● **What you need to do**
How many lines in the material below contain the word "concrete"? Reply with the number alone.

● **Entries supplied**
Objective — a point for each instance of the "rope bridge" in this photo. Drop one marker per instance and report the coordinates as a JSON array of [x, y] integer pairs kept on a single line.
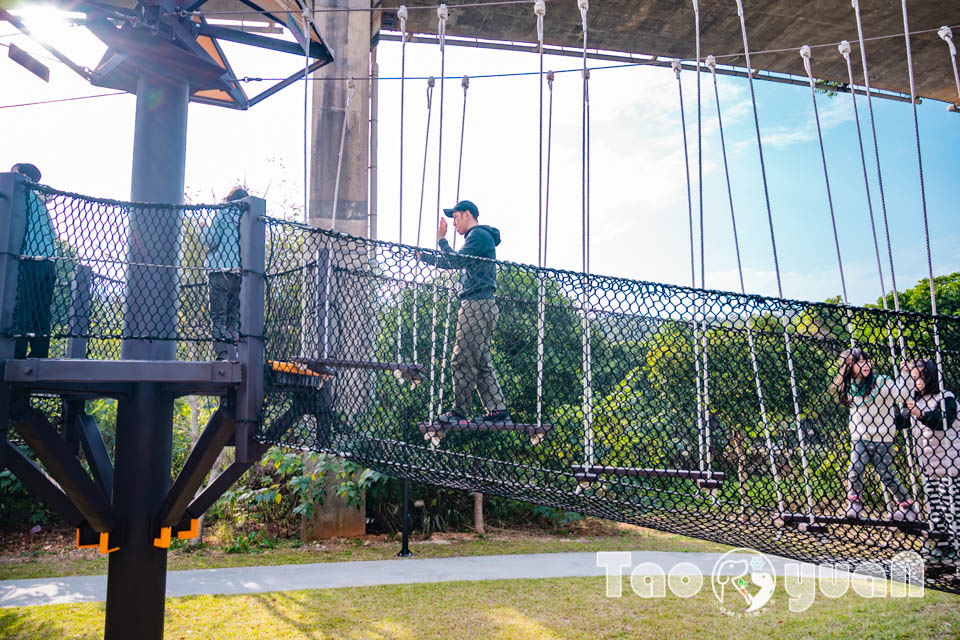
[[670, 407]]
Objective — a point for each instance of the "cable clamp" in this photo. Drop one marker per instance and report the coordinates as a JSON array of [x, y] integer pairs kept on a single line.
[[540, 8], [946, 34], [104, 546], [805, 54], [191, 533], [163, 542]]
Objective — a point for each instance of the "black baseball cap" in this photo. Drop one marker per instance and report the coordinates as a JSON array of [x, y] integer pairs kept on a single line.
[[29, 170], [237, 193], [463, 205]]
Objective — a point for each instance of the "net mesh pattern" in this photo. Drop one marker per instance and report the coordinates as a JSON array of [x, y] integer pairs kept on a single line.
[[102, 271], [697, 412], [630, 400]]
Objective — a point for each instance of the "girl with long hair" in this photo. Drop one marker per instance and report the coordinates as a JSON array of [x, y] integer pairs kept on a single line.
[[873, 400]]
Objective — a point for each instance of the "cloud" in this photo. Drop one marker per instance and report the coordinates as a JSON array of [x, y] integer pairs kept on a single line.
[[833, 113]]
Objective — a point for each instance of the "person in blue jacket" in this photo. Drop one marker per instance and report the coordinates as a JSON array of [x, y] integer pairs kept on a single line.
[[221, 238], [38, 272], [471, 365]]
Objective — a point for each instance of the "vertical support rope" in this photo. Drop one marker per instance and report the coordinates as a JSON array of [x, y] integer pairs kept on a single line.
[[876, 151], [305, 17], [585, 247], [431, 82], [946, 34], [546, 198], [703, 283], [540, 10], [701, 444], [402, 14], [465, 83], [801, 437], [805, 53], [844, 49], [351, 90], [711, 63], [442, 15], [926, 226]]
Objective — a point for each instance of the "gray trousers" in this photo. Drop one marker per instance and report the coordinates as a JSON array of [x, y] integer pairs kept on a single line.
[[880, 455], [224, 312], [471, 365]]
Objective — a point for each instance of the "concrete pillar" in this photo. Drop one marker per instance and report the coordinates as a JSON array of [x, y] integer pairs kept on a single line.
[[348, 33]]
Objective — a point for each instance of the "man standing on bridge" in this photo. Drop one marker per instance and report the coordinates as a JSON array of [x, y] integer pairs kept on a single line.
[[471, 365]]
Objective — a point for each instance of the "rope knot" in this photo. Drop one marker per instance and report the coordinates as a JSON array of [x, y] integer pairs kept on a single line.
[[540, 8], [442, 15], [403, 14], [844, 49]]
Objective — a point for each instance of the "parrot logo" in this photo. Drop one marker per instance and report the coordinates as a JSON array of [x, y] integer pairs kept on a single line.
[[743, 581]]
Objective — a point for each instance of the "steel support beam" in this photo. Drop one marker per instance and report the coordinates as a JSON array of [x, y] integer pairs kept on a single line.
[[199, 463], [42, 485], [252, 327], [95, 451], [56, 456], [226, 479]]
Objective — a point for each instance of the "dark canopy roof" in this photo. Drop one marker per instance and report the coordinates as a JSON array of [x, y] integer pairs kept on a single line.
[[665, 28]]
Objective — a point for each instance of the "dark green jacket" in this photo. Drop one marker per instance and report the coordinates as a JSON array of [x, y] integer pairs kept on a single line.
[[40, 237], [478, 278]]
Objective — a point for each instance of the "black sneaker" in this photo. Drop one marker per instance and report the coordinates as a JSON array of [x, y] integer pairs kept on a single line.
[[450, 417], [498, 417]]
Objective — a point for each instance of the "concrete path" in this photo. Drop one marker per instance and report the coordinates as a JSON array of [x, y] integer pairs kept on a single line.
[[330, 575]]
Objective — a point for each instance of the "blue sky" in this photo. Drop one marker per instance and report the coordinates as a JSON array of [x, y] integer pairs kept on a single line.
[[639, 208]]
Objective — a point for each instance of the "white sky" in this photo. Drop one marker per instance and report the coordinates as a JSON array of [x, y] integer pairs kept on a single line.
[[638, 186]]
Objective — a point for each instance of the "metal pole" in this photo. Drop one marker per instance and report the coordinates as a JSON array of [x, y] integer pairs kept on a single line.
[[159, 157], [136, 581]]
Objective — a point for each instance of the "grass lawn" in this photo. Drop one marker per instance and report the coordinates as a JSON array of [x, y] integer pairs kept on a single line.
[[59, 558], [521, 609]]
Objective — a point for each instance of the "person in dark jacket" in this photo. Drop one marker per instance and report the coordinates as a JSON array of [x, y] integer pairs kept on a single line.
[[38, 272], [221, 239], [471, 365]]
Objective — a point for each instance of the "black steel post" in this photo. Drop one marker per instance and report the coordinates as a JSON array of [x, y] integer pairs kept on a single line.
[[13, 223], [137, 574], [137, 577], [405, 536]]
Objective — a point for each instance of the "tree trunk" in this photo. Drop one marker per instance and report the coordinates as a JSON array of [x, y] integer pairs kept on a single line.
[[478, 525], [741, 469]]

● **Complete output**
2